● Belirtilen Görev
Aşağıdaki öğelerde "Camera-trap review: tag the limestone" ifadesini içeren satırdan başlayıp "(1126, 213)" ifadesini içeren satırda biten kısmı, yönergeleriyle birlikte yeniden yaz. Yanıtlardaki nokta koordinatlarının her sayısına 9 ekle.

• • • • • • •

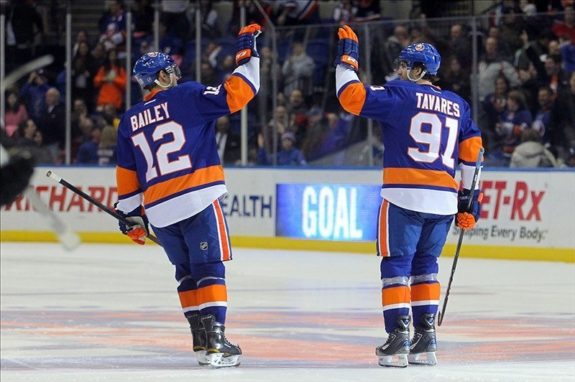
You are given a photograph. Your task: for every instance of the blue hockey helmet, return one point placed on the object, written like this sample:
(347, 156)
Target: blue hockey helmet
(422, 53)
(147, 67)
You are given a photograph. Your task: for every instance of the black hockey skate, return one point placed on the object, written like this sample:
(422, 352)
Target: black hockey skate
(219, 351)
(200, 339)
(423, 345)
(395, 350)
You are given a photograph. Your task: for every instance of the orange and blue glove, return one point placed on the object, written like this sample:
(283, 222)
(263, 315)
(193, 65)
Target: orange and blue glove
(469, 208)
(347, 48)
(246, 43)
(138, 231)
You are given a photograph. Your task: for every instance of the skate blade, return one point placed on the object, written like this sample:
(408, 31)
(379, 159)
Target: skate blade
(396, 360)
(218, 360)
(428, 359)
(202, 358)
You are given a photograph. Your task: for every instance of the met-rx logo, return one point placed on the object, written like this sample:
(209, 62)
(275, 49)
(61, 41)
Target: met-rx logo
(513, 200)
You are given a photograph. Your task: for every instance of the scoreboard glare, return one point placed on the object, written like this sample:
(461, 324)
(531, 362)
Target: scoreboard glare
(327, 211)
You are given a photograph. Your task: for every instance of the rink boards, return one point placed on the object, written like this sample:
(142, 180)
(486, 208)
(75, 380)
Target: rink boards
(526, 214)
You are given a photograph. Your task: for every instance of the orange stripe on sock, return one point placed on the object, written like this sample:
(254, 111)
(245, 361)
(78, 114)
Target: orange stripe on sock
(395, 295)
(223, 236)
(425, 292)
(188, 298)
(212, 293)
(383, 245)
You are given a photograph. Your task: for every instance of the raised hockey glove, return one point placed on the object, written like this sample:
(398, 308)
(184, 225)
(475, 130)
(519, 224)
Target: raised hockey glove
(138, 231)
(468, 214)
(246, 43)
(347, 48)
(15, 176)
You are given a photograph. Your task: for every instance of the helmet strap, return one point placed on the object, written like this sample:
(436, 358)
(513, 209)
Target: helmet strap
(423, 73)
(173, 82)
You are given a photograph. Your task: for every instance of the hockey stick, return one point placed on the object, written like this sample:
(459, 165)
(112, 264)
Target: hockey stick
(74, 189)
(441, 313)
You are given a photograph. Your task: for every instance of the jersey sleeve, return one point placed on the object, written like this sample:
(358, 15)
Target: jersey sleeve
(212, 102)
(129, 189)
(359, 99)
(470, 143)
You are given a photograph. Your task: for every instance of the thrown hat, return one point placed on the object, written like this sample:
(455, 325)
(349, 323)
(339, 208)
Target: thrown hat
(288, 135)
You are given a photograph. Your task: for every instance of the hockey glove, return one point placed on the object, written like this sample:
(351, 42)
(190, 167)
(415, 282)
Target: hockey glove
(246, 43)
(138, 231)
(468, 215)
(347, 48)
(15, 176)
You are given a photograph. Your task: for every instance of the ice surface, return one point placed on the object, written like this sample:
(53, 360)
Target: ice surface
(110, 313)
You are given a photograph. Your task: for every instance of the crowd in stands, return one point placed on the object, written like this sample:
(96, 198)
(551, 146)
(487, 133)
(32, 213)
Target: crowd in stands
(525, 77)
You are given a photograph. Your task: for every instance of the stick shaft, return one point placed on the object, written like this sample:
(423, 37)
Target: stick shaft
(460, 239)
(101, 206)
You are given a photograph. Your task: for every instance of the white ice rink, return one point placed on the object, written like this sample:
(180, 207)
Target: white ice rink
(110, 313)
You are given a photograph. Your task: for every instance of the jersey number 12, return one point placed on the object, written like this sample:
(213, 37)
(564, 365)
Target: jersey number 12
(161, 156)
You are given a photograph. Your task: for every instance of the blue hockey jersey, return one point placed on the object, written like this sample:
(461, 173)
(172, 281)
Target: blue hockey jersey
(167, 153)
(427, 133)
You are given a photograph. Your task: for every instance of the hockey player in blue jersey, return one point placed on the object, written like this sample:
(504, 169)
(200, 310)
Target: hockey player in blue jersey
(169, 173)
(427, 133)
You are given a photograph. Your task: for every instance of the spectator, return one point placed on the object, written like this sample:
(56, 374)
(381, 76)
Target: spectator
(289, 155)
(565, 30)
(209, 20)
(542, 119)
(175, 18)
(33, 92)
(25, 23)
(297, 114)
(229, 144)
(392, 46)
(111, 82)
(15, 113)
(143, 14)
(53, 123)
(514, 119)
(459, 45)
(343, 12)
(252, 12)
(563, 120)
(107, 148)
(491, 66)
(492, 106)
(301, 12)
(88, 151)
(83, 71)
(81, 37)
(112, 26)
(568, 54)
(456, 79)
(298, 70)
(531, 152)
(510, 30)
(30, 138)
(366, 10)
(555, 77)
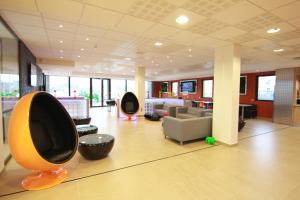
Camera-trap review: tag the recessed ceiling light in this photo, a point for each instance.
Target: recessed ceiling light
(158, 44)
(278, 50)
(182, 19)
(273, 30)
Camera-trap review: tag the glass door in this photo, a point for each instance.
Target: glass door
(96, 92)
(106, 89)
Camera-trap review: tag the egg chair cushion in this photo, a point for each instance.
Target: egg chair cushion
(129, 104)
(52, 129)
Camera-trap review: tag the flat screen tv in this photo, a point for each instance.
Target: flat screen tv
(189, 86)
(243, 85)
(32, 75)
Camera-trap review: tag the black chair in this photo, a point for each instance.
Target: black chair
(129, 104)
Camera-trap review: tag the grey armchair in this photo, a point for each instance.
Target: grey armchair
(190, 112)
(163, 109)
(187, 129)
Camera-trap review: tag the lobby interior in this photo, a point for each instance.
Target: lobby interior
(227, 70)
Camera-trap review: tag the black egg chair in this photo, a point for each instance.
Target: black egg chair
(129, 104)
(42, 138)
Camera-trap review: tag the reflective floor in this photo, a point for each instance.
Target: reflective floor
(144, 165)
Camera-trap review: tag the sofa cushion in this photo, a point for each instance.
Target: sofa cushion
(185, 116)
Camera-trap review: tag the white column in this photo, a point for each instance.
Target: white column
(140, 88)
(227, 67)
(1, 140)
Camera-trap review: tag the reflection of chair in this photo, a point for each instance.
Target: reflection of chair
(42, 137)
(129, 104)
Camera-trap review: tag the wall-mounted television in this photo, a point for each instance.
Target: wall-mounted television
(164, 87)
(189, 86)
(32, 75)
(243, 85)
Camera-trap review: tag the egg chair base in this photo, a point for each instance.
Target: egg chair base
(39, 180)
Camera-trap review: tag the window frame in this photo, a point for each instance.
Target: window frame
(256, 90)
(212, 94)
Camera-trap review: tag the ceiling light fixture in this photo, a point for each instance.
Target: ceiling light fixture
(273, 30)
(182, 19)
(158, 44)
(278, 50)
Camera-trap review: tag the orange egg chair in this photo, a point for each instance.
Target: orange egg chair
(129, 104)
(42, 137)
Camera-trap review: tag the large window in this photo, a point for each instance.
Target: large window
(174, 88)
(80, 86)
(118, 88)
(59, 86)
(207, 88)
(265, 88)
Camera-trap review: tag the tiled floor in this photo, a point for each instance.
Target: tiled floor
(143, 165)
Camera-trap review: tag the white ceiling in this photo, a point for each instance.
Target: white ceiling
(129, 28)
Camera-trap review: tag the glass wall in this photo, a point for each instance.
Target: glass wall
(118, 88)
(58, 85)
(9, 83)
(80, 87)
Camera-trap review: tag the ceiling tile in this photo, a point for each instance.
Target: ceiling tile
(261, 21)
(55, 25)
(60, 34)
(238, 13)
(132, 25)
(153, 10)
(284, 27)
(257, 43)
(117, 5)
(227, 33)
(22, 6)
(289, 11)
(295, 22)
(171, 18)
(209, 7)
(64, 10)
(291, 42)
(183, 37)
(98, 17)
(160, 31)
(207, 42)
(25, 19)
(114, 35)
(271, 4)
(90, 31)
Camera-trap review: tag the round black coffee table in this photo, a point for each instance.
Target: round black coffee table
(95, 146)
(86, 129)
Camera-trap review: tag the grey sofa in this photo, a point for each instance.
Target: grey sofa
(191, 112)
(163, 109)
(187, 129)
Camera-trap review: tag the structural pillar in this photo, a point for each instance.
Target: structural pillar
(140, 88)
(227, 67)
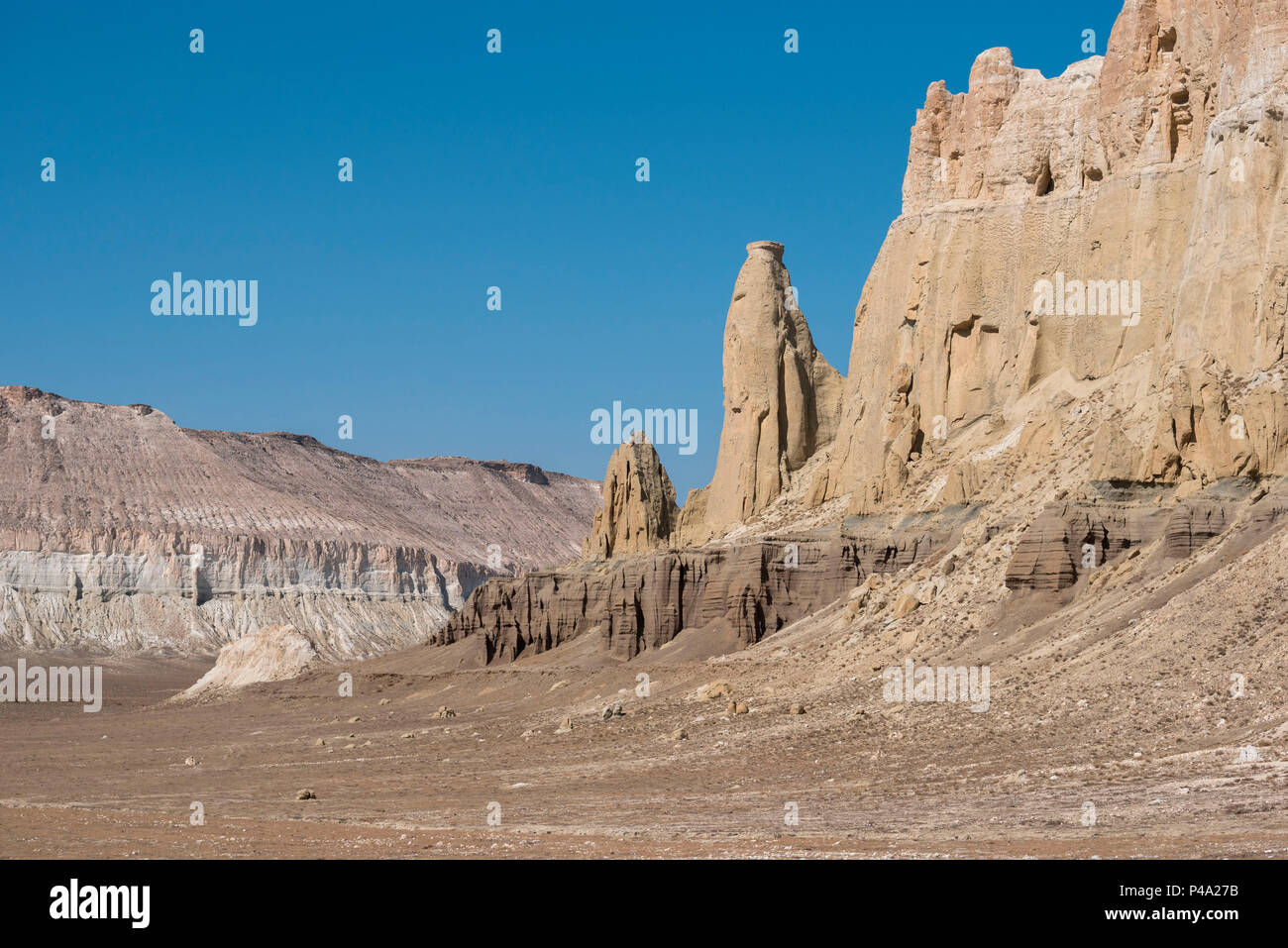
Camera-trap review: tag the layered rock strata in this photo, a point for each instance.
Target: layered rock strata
(123, 531)
(642, 603)
(1126, 209)
(782, 398)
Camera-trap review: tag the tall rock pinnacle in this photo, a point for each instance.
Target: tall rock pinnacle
(639, 509)
(782, 398)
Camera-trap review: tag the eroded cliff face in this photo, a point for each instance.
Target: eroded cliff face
(782, 398)
(123, 531)
(639, 510)
(743, 591)
(1162, 162)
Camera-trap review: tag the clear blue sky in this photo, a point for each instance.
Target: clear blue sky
(471, 170)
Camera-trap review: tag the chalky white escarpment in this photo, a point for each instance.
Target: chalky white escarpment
(124, 531)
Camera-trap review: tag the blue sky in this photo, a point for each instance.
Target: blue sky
(471, 170)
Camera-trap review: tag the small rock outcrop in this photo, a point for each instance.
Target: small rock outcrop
(639, 510)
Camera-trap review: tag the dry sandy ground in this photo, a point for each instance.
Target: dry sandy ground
(897, 781)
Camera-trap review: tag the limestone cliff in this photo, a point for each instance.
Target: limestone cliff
(123, 531)
(782, 398)
(1126, 213)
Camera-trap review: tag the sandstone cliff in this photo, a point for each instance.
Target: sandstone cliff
(124, 531)
(639, 509)
(782, 398)
(1030, 209)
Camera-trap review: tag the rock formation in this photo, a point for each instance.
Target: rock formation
(782, 398)
(1124, 213)
(275, 653)
(124, 531)
(747, 590)
(639, 509)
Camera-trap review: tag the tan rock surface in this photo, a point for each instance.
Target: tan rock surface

• • • • • • •

● Yanıt Aşağıda
Camera-trap review: tag the limestone cliff in this photo, a point for each instance.
Target: limestone cliff
(132, 540)
(791, 407)
(1135, 222)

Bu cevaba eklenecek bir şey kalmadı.